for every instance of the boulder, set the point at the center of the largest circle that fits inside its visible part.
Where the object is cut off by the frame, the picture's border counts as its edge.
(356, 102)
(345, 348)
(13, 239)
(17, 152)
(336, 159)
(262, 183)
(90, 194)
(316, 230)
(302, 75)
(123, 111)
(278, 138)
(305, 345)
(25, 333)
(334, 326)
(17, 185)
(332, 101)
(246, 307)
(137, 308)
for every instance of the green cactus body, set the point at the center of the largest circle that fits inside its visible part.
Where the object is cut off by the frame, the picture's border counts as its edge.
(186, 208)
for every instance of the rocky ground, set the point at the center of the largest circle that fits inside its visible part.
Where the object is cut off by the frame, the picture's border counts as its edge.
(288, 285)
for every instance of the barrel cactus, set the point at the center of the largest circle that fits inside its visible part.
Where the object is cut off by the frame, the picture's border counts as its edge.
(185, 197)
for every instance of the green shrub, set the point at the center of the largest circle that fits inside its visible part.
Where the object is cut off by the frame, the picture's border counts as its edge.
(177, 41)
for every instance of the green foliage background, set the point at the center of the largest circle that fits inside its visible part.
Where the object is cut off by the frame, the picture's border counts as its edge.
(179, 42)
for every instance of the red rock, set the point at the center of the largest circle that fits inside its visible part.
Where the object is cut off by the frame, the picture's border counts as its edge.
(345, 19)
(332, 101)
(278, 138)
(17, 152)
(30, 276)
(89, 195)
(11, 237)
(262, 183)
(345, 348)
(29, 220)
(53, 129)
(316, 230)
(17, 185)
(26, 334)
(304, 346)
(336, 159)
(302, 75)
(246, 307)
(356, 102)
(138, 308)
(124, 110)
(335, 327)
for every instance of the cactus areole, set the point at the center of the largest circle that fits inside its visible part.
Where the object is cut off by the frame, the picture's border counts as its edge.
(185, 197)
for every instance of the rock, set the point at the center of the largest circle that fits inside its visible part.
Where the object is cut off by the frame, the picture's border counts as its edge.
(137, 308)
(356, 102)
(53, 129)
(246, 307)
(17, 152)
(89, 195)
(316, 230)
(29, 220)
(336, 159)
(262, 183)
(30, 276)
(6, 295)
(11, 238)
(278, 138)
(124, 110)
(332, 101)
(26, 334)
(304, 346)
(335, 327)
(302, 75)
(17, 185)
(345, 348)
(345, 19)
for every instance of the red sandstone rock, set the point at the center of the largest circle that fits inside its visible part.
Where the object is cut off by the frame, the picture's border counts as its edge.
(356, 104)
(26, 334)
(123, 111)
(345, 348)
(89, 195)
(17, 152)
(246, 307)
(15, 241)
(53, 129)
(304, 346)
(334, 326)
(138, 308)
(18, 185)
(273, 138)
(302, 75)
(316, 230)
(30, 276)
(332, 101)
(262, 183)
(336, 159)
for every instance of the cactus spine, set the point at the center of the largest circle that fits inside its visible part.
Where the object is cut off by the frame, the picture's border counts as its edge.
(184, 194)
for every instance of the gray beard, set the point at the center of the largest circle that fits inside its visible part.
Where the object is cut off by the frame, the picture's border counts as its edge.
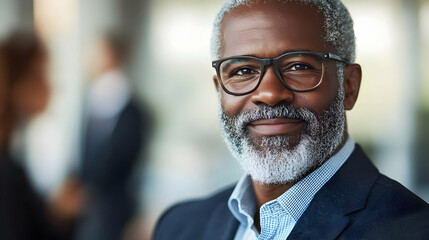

========

Exercise details: What must be returned is only the number of lines in the records that hold the word "part".

Response: 12